= Task directions =
Your answer should consist of the lines in the following data that contain "wheel".

= Supplied material =

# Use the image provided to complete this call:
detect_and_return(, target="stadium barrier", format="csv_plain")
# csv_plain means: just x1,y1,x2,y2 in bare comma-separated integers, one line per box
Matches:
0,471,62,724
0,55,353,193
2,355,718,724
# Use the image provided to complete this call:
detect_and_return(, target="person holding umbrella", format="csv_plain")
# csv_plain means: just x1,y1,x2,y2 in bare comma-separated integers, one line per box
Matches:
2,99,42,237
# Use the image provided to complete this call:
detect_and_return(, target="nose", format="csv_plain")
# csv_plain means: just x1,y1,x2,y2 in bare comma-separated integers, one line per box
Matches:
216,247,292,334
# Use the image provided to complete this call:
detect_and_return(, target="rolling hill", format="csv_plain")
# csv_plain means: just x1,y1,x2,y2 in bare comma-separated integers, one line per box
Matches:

--

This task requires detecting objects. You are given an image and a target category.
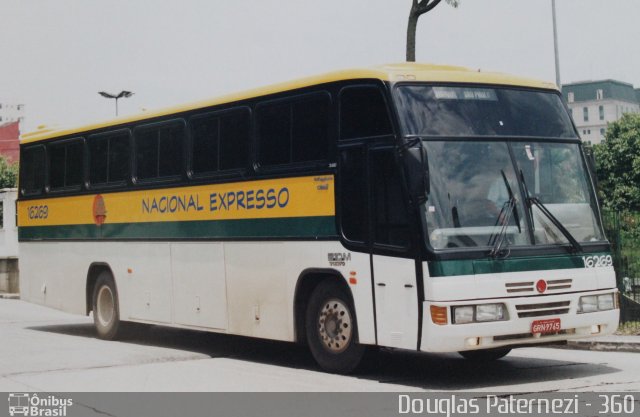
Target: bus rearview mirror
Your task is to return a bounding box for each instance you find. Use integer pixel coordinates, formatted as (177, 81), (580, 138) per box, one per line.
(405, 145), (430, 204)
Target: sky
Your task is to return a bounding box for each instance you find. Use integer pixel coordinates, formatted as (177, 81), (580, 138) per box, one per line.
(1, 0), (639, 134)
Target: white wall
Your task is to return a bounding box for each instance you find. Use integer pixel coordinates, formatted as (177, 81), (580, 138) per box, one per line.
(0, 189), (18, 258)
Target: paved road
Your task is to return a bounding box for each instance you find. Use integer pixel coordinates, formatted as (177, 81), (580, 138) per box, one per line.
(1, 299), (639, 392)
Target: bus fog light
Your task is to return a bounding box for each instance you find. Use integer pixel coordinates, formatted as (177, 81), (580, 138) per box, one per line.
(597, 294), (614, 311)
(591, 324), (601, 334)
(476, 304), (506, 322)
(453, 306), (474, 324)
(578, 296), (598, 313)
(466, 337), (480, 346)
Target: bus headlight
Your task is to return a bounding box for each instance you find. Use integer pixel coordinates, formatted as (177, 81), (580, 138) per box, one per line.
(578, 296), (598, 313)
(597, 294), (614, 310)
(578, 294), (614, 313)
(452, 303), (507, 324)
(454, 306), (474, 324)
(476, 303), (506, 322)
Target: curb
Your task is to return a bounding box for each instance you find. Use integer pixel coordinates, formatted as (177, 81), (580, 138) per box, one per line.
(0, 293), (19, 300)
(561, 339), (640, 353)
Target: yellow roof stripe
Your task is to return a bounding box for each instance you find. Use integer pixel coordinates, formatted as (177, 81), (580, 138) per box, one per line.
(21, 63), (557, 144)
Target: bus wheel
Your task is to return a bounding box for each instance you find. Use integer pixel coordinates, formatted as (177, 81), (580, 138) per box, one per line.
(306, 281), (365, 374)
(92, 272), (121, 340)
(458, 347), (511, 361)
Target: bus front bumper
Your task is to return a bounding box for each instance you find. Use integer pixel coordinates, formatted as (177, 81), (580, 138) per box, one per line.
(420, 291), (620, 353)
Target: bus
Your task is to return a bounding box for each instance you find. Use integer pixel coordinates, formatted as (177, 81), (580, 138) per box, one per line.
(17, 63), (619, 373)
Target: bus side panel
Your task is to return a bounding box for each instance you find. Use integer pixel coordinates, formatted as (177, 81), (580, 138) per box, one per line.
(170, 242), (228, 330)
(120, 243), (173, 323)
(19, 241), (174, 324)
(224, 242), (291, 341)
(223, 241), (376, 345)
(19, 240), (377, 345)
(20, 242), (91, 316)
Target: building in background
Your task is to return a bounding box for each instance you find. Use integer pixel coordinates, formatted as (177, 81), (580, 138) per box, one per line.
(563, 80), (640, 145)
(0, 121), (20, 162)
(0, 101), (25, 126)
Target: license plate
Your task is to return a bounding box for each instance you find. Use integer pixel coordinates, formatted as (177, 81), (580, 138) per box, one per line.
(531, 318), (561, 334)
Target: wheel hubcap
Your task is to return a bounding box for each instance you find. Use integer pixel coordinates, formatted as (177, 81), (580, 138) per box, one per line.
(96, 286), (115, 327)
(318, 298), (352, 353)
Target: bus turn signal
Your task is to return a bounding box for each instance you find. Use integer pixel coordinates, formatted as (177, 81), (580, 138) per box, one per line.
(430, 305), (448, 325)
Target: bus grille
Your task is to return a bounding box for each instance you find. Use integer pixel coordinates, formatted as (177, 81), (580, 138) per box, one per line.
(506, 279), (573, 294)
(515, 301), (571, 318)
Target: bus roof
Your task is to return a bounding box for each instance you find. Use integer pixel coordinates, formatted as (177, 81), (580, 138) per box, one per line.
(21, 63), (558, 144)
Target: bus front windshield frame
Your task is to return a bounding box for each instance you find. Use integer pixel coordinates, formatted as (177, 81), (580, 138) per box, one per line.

= Solution to the exercise =
Target: bus wheel
Target: wheel hubcap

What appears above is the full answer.